- **Text**
◇ ◇ ◇ ◇ ◇

[libvirt] [PATCH v2] nodedev: Document the udevEventHandleThread

John Ferlan posted 1 patch 5 years, 5 months ago
Patches applied successfully (tree, apply log)
git fetch https://github.com/patchew-project/libvirt tags/patchew/20181101174839.14863-1-jferlan@redhat.com
src/node_device/node_device_udev.c | 28 ++++++++++++++++++++++++++++
1 file changed, 28 insertions(+)
[libvirt] [PATCH v2] nodedev: Document the udevEventHandleThread
Posted by John Ferlan 5 years, 5 months ago
Commit cdbe1332 neglected to document the API. So let's add some
details about the algorithm and why it was used to help future
readers understand the issues encountered. Based largely off a
description provided by Erik Skultety <eskultet@redhat.com>.

NB: Management of the processing udev device notification is a
delicate balance between the udev process, the scheduler, and when
exactly the data from/for the socket is received. The balance is
particularly important for environments when multiple devices are
added into the system more or less simultaneously such as is done
for mdev. In these cases scheduler blocking on the udev recv() call
is more noticeable. It's expected that future devices will follow
similar algorithms. Even though the algorithm does present some
challenges for older OS's (such as Centos 6), trying to rewrite
the algorithm to fit both models would be more complex and involve
pulling the monitor object out of the private data lockable object
and would need to be guarded by a separate lock. Devising such an
algorithm to work around issues with older OS's at the expense
of more modern OS algorithms in newer event processing code may
result in unexpected issues, so the choice is to encourage use
of newer OS's with newer udev event processing code.

Signed-off-by: John Ferlan <jferlan@redhat.com>
---

 v1: https://www.redhat.com/archives/libvir-list/2018-October/msg01053.html

 Changes are from code review with some minor tweaks/editing as I
 went along. Mistakes are my own!

 src/node_device/node_device_udev.c | 28 ++++++++++++++++++++++++++++
 1 file changed, 28 insertions(+)

diff --git a/src/node_device/node_device_udev.c b/src/node_device/node_device_udev.c
index 22897591de..f2c2299d4d 100644
--- a/src/node_device/node_device_udev.c
+++ b/src/node_device/node_device_udev.c
@@ -1591,6 +1591,26 @@ udevEventMonitorSanityCheck(udevEventDataPtr priv,
 }
 
 
+/**
+ * udevEventHandleThread
+ * @opaque: unused
+ *
+ * Thread to handle the udevEventHandleCallback processing when udev
+ * tells us there's a device change for us (add, modify, delete, etc).

◇ ◇ ◇ ◇ ◇

- **Record extracts**
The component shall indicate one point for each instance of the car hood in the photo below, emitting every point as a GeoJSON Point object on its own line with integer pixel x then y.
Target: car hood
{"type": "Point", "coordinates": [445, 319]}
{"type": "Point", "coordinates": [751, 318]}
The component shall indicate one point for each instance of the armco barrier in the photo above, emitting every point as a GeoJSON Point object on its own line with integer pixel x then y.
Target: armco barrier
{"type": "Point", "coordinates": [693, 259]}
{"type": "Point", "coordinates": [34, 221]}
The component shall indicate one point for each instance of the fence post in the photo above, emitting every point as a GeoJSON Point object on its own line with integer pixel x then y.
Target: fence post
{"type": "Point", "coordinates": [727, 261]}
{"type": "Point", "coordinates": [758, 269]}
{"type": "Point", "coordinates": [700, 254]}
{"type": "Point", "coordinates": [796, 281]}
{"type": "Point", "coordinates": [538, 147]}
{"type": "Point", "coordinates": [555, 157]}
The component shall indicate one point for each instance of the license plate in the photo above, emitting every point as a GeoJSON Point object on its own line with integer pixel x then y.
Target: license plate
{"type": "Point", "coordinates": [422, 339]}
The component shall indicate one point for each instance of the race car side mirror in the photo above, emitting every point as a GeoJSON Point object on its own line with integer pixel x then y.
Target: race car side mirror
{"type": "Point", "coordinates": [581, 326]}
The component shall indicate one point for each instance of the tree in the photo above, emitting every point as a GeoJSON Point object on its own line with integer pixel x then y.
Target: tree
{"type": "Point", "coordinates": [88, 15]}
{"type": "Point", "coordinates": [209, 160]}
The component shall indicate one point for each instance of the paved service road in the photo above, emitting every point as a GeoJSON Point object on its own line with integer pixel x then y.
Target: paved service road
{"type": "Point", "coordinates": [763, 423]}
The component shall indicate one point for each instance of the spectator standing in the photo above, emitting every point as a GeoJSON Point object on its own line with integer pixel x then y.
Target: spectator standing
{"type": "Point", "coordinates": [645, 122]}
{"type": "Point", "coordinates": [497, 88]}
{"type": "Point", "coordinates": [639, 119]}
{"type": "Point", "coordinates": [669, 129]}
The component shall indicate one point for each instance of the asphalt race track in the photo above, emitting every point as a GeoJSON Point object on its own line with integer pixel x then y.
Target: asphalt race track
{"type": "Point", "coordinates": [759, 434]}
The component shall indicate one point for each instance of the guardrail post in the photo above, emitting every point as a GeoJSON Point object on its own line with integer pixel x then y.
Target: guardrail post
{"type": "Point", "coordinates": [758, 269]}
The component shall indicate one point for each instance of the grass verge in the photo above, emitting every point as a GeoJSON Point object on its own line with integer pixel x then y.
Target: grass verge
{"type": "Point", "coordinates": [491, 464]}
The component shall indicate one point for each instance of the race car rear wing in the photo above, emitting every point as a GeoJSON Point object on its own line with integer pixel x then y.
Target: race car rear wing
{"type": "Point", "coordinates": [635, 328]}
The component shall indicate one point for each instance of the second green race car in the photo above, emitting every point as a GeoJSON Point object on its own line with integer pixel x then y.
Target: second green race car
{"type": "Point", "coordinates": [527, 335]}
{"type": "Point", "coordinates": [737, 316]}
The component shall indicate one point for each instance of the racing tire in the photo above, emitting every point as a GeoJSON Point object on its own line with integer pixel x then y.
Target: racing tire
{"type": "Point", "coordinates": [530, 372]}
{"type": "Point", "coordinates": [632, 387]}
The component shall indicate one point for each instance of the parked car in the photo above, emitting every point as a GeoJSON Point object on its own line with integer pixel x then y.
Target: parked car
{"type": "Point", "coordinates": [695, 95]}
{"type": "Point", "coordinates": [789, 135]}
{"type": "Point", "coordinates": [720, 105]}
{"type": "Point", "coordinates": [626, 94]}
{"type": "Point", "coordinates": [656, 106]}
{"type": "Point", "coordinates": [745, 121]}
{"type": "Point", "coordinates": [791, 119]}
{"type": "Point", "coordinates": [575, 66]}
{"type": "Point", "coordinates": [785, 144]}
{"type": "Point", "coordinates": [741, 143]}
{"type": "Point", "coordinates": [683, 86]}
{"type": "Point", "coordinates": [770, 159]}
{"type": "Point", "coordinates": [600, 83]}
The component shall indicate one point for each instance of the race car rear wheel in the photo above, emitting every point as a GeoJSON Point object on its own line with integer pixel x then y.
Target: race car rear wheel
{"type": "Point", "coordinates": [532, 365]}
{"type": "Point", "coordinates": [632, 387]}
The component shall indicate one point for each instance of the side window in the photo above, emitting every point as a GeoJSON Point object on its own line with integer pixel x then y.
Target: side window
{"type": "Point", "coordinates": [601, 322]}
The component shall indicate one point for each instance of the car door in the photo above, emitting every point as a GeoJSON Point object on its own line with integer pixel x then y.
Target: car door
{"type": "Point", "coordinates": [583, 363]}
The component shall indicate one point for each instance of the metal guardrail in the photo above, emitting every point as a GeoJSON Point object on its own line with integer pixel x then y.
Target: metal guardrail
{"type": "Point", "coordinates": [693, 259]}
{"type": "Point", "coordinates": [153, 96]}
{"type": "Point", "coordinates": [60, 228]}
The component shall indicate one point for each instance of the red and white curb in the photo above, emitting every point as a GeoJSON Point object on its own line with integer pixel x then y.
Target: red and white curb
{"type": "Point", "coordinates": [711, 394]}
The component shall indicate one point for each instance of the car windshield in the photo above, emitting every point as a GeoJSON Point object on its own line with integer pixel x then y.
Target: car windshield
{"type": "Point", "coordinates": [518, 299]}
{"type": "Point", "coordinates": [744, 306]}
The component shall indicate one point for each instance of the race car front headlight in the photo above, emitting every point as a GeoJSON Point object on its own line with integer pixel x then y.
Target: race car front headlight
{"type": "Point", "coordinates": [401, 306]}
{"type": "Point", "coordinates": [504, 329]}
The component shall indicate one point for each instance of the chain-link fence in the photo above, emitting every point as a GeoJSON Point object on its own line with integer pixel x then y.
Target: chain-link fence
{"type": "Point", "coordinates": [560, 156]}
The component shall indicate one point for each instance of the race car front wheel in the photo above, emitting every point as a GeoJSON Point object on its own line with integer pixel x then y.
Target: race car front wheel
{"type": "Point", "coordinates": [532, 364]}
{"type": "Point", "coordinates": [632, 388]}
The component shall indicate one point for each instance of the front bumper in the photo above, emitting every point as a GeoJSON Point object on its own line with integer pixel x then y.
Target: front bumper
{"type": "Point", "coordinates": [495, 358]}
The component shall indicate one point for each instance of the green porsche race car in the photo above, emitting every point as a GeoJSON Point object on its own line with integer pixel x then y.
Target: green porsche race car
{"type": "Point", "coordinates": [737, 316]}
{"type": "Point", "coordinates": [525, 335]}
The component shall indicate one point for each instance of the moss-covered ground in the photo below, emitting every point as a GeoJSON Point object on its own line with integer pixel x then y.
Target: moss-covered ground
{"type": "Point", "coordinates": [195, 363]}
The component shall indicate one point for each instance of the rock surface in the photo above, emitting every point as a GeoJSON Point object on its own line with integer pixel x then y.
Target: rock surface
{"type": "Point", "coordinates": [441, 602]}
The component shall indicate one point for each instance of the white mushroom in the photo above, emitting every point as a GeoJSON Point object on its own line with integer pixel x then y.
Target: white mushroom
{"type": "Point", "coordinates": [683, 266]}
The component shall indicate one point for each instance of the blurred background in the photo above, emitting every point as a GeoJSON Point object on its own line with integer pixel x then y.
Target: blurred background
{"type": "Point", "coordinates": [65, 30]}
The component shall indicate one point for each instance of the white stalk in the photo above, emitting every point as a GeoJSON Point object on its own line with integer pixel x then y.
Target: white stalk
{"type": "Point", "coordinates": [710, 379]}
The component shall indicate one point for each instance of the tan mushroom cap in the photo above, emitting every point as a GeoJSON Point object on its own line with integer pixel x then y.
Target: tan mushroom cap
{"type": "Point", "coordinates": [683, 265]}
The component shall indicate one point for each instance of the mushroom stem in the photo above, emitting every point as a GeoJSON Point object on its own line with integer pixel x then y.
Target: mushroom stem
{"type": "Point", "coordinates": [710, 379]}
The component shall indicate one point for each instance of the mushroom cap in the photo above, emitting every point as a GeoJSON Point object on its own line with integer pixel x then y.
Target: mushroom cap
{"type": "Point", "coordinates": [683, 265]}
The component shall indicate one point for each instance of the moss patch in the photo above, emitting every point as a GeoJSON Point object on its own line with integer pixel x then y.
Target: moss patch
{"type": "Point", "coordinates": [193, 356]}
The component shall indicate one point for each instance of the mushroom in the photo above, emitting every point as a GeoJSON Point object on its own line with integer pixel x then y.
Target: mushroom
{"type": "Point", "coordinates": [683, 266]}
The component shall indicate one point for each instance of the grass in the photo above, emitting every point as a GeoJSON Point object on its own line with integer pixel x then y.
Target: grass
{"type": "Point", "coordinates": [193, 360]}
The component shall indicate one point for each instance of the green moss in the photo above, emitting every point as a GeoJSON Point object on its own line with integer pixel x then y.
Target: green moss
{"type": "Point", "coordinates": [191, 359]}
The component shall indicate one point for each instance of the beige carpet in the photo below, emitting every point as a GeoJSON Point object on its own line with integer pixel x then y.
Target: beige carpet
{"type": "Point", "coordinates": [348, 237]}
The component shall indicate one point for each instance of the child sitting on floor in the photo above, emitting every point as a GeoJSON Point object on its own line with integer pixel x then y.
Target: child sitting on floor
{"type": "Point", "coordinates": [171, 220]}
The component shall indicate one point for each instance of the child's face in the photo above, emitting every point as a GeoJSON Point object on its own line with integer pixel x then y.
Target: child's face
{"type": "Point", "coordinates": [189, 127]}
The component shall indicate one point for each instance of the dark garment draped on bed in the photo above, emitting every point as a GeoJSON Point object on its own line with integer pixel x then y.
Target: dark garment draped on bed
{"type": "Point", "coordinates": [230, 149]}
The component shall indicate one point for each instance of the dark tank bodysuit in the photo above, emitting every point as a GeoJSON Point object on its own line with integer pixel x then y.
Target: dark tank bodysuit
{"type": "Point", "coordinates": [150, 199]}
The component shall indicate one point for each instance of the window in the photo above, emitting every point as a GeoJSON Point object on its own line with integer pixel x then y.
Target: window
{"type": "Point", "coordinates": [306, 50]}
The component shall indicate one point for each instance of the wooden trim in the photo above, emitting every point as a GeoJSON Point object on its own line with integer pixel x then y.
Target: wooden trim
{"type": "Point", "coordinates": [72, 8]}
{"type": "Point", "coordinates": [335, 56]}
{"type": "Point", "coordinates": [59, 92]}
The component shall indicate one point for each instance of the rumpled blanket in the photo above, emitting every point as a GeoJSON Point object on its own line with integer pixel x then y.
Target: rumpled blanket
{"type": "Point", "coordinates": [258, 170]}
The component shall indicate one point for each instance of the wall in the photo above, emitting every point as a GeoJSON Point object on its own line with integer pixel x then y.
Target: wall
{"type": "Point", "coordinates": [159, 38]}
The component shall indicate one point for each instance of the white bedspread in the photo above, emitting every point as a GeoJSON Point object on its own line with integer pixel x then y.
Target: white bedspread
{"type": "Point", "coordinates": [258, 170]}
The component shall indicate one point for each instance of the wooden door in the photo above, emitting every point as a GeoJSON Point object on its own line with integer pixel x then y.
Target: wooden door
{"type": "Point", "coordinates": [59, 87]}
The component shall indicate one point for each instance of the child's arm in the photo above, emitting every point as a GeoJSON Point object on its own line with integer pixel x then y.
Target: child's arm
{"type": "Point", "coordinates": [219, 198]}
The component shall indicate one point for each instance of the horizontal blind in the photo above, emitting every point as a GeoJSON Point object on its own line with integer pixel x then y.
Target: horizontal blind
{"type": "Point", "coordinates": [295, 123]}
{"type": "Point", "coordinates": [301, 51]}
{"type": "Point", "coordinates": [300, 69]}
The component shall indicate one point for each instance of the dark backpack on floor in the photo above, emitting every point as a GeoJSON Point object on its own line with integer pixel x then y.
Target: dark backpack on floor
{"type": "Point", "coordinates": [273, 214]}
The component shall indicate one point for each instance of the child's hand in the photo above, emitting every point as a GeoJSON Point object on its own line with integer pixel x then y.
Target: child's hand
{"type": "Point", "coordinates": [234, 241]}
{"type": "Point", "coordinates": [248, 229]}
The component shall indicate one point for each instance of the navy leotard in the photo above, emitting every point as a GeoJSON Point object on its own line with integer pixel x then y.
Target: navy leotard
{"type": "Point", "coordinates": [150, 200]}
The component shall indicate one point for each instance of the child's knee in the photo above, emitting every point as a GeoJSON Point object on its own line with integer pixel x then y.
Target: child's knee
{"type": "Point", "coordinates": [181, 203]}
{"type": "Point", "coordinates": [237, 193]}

◇ ◇ ◇ ◇ ◇

- **To-do list**
#1 Write out everything in the patch post from "diff --git a/src/node_device/node_device_udev.c" down to "modify, delete, etc).".
#2 Answer these questions from the patch post:
(a) Which commit neglected to document the API?
(b) Which older OS is given as an example of one for which the algorithm presents challenges?
(c) How many insertions does the change to node_device_udev.c contain?
The rows have no part in this work.

- **Exercise results**
#1
diff --git a/src/node_device/node_device_udev.c b/src/node_device/node_device_udev.c
index 22897591de..f2c2299d4d 100644
--- a/src/node_device/node_device_udev.c
+++ b/src/node_device/node_device_udev.c
@@ -1591,6 +1591,26 @@ udevEventMonitorSanityCheck(udevEventDataPtr priv,
 }
 
 
+/**
+ * udevEventHandleThread
+ * @opaque: unused
+ *
+ * Thread to handle the udevEventHandleCallback processing when udev
+ * tells us there's a device change for us (add, modify, delete, etc).

#2
(a) Commit cdbe1332
(b) Centos 6
(c) 28